- Compiti da svolgere -
1: Per favore, riscrivi in forma di elenco puntato il paragrafo del brano sulle assenze dal lavoro per il coronavirus che comincia con "Quando un lavoratore non presenta sintomi", mantenendone i fatti principali.
2: Completa la parte successiva del brano sulle assenze dal lavoro per il coronavirus, scrivendo il seguito a partire dall'ultima frase.

- Brano da leggere -
<<<<

Nel caso in cui il lavoratore avverta una sintomatologia influenzale per così dire sospetta è chiaro che la sua assenza è giustificata da una normale certificazione di malattia rilasciata dal medico curante. Secondo i termini del contratto collettivo di lavoro per tutelare la salute del singolo, della comunità, nonché il posto del lavoratore.
Quando un lavoratore non presenta sintomi di infezione da coronavirus ma si trova sottoposto ad isolamento volontario conseguente al fatto di essere stato in contatto con luoghi o soggetti infettati dal virus (quarantena volontaria), certificato dal medico curante, si dovrebbe configurare una condizione di oggettiva prudenza per la pubblica incolumità. A garanzia del posto di lavoro, anche in caso di allontanamento da parte del lavoratore.

>>>>

Voci salvate:

<<<<

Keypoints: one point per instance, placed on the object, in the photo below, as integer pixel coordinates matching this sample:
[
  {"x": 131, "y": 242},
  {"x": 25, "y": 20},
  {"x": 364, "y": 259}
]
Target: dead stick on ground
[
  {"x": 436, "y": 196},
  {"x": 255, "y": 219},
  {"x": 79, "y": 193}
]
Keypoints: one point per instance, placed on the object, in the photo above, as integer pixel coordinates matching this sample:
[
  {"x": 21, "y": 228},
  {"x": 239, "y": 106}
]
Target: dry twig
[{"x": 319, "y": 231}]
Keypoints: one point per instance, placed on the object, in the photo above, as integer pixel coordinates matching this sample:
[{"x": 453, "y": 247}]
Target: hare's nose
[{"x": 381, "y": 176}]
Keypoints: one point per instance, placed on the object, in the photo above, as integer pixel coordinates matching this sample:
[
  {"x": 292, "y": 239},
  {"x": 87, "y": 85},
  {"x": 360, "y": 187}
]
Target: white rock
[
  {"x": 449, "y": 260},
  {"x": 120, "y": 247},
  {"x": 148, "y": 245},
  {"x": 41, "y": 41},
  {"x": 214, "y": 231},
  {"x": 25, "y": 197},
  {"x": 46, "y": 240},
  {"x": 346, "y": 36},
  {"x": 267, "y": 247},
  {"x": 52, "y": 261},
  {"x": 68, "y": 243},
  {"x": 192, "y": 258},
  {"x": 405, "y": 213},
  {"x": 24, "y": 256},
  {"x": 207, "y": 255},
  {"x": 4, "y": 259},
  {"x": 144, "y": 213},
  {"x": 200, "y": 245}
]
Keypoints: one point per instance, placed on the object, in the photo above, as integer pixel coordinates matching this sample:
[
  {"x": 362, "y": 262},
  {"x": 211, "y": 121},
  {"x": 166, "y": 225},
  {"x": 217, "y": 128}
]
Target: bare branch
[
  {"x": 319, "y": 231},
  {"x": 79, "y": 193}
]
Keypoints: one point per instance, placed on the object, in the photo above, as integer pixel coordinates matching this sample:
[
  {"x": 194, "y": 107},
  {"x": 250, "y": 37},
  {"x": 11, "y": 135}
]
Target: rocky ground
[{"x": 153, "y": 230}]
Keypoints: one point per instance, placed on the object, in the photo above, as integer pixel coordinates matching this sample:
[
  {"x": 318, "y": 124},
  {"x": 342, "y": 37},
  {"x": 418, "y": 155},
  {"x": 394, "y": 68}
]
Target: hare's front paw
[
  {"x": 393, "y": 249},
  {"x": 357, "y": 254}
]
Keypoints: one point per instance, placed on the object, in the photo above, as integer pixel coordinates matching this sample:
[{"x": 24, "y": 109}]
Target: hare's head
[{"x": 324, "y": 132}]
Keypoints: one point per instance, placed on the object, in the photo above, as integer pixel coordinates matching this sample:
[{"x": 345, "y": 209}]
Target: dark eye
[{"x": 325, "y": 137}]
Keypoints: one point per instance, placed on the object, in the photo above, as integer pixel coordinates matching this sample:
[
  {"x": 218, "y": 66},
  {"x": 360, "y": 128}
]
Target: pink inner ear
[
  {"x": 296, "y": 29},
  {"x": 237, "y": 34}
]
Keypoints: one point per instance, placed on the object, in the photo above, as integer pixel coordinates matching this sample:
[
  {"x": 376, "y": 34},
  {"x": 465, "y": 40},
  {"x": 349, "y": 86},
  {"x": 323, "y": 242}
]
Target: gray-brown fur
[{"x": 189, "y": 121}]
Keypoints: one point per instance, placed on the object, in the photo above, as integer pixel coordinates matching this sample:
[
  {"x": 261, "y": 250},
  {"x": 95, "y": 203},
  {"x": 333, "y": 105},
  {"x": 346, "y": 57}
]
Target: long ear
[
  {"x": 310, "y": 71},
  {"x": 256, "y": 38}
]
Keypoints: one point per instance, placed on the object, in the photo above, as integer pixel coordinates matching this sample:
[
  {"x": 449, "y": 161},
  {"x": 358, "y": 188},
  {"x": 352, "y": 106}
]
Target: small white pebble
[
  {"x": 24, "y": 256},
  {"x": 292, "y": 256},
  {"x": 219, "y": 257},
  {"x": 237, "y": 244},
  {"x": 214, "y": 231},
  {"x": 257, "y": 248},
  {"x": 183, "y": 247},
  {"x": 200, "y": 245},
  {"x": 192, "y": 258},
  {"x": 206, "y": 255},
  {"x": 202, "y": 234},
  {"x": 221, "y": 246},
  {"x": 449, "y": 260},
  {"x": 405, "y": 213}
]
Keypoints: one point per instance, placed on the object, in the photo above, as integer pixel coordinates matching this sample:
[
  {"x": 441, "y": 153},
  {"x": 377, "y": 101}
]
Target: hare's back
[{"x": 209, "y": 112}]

>>>>

- Risposte agli esercizi -
1:
- Il lavoratore non presenta sintomi di infezione da coronavirus.
- È in isolamento volontario (quarantena volontaria) perché è stato in contatto con luoghi o soggetti infettati dal virus.
- L'isolamento è certificato dal medico curante.
- Si dovrebbe configurare una condizione di oggettiva prudenza per la pubblica incolumità.
- Ciò serve a garanzia del posto di lavoro, anche in caso di allontanamento da parte del lavoratore.

2:
Nel caso in cui poi, il lavoratore è impossibilitato a presentarsi sul posto di lavoro per una decisione certificata dalla Pubblica Autorità, la retribuzione viene garantita nonostante l’assenza dal lavoro.
Qualora non sussistessero una delle condizioni sopra riportate il lavoratore rischia il licenziamento. Se infatti non ci si reca nel posto di lavoro per evitare i rischi di contagio il lavoratore viene considerato assente ingiustificato con conseguenti provvedimenti disciplinari fino al licenziamento.